(What to work on) Reproduce each of the following records line for line, with nothing changed.

— BEGIN Stored data —

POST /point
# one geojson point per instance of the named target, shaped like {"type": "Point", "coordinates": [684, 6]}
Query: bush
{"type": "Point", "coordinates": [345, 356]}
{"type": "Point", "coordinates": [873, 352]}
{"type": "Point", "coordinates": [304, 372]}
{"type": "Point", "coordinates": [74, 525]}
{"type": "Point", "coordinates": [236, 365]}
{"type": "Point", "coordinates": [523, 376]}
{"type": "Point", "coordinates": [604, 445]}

— END Stored data —

(Exercise answer)
POST /point
# one geojson point per instance of the named target, shaped like {"type": "Point", "coordinates": [684, 6]}
Query: bush
{"type": "Point", "coordinates": [345, 356]}
{"type": "Point", "coordinates": [873, 352]}
{"type": "Point", "coordinates": [304, 372]}
{"type": "Point", "coordinates": [74, 525]}
{"type": "Point", "coordinates": [236, 365]}
{"type": "Point", "coordinates": [523, 376]}
{"type": "Point", "coordinates": [604, 445]}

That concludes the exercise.